ENUNCIADO DA TAREFA A: De acordo com o texto sobre as vacinas contra o coronavírus, há quanto tempo a tecnologia de RNA mensageiro vem sendo desenvolvida?
ENUNCIADO DA TAREFA B: Dê sequência ao texto sobre as vacinas contra o coronavírus, começando logo após a última frase apresentada.

TEXTO FORNECIDO:
>>>>
Tecnologia interfere no DNA?
Ambos os especialistas ressaltam que a tecnologia chamada de RNA mensageiro, usada pela Pfizer para a produção da vacina, não é nova e vem sendo desenvolvida há mais de 10 anos. O que é novo é a aplicação dessa técnica para uma vacina contra o coronavírus.
O pesquisador em saúde pública da Fiocruz destaca que enquanto técnica em si, é perfeitamente segura e incapaz de interferir no DNA, por exemplo, como dizem fake news nas redes sociais. Ele completa dizendo que os critérios de avaliação de eficácia e segurança para a vacina da Pfizer-BioNTech seguem os mesmos padrões de rigor das demais vacinas.
Kfouri adiciona que a tecnologia de RNA mensageiro, além de ser trabalhada para a prevenção de doenças, vem sendo estudada para o tratamento de câncer porque ela pode induzir a produção de anticorpos para defesa do organismo, inclusive contra células malignas.
— A técnica tem enormes vantagens porque esses produtos são sintéticos. Não há (necessidade de) material biológico, não tem laboratório de biossegurança e é produzida com rapidez e em grande quantidade. Ainda há dificuldades porque é uma tecnologia cara e o material genético precisa estar em baixíssimas temperaturas para não ter degradação. No futuro, se imagina que muitas da velhas vacinas passem a ser produzidas com essa nova tecnologia — diz Kfouri.
Vacinas não estão sendo liberadas rápido demais?
Sobre a rapidez para a produção das imunizações contra o coronavírus que já estão sendo licenciadas, ambos os especialistas pontuam que a agilidade era esperada porque já existiam estudos iniciados para outros tipos de coronavírus, como os causadores da síndrome respiratória aguda grave (sars) e a síndrome respiratória do Oriente Médio (mers), que ajudaram a pavimentar o desenvolvimento das atuais vacinas. Além das pesquisas avançadas sobre coronavírus, a união da comunidade científica, envolvendo universidades e laboratórios públicos e privados, foi fundamental para o desenvolvimento da imunização.
— Quando juntamos o investimento, as possibilidades tecnológicas e estudos que não saíram do zero, existe a oportunidade de em menos de um ano termos vacinas licenciadas e já no braço. Isso é um avanço na ciência sem precedentes — destaca Kfouri.
<<<<
MATERIAL APRESENTADO:
>>>>
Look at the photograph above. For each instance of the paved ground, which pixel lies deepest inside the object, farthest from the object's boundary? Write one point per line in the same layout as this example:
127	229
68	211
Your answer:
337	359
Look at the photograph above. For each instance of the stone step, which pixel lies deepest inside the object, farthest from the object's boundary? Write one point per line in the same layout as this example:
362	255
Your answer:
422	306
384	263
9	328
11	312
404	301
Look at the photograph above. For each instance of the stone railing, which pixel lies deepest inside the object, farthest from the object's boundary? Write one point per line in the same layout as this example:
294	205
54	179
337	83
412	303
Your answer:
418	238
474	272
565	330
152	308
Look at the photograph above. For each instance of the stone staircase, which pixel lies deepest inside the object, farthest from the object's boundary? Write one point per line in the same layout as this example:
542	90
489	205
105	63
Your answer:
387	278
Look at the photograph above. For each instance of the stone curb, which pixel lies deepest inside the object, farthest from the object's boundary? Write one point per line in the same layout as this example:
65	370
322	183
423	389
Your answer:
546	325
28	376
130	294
<<<<
>>>>
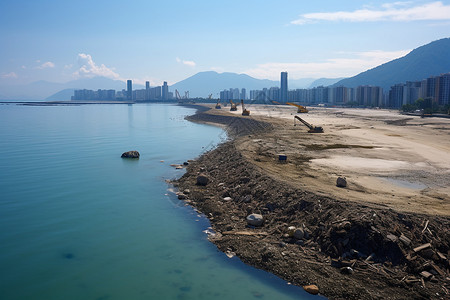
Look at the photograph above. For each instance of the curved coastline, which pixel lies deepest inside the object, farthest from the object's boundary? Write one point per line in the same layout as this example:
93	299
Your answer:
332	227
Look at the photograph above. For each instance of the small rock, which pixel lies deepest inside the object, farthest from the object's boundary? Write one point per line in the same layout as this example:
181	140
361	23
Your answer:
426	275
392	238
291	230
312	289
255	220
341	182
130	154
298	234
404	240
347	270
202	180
<<<<
>>>>
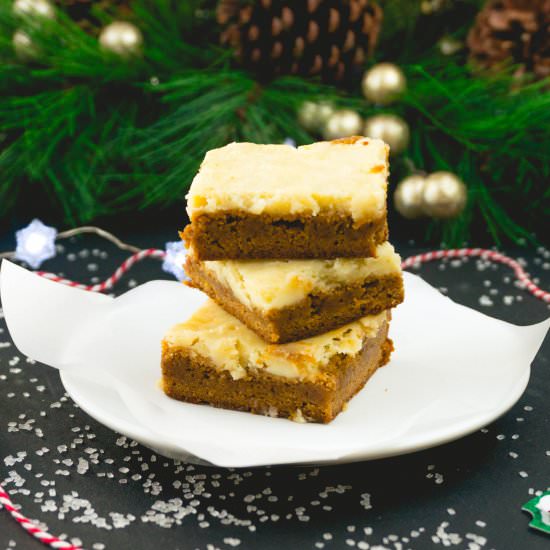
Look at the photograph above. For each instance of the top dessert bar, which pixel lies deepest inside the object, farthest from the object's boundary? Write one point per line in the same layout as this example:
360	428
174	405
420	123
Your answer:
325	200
<<<<
RESPOSTA DO EXERCÍCIO A: Há mais de 10 anos.

RESPOSTA DO EXERCÍCIO B:
Divulgação sobre reação alérgica
Na quinta-feira (17), a FDA, agência de controle de medicamentos dos Estados Unidos, informou que revisará a dosagem da vacina da Pfizer-BioNTech contra a covid-19, após dois profissionais de saúde, vacinados no Alasca, apresentarem reações alérgicas. Ambos estão se recuperando. A FDA revisará junto com a Pfizer as fichas técnicas e a posologia das vacinas e incluirá uma advertência para pessoas com histórico de reações alérgicas aos componentes da vacina para que evitem injetá-la, pelo menos por enquanto. Também acrescentará um aviso de que as instalações onde as vacinas são administradas devem garantir a disponibilidade imediata de tratamento médico para lidar com reações alérgicas graves.
O cientista Marcelo Gomes vê a divulgação sobre as reações alérgicas como uma questão de transparência. O fundamental, para ele, é que a população entenda que 10 complicações em cada cem vacinados não significam o mesmo que 10 em cada 10 mil vacinados.
— Dez casos de reação adversa pode ser muito ou pouco, a depender do total de vacinações. E isso só se consegue transmitir para a população com transparência. O que é melhor? Limitar o acesso a essa informação e as pessoas escutarem por relatos aqui e ali, sem nenhuma corroboração e contextualização adequada, ou ter esses dados abertos e tratados com o rigor e clareza científica que merecem? Eu fico sempre com a segunda opção — pontua Gomes.
Para o médico pediatra Renato Kfouri, mais eficaz do que indicar a possibilidade de reação alérgica, como os Estados Unidos preveem fazer, é ter nos locais de vacinação o material para atendimento em caso de reação alérgica e, ainda, deixar o indivíduo em observação por 15 minutos depois da vacina, como já é recomendado aos alérgicos que precisam de imunização, remédio ou injeção.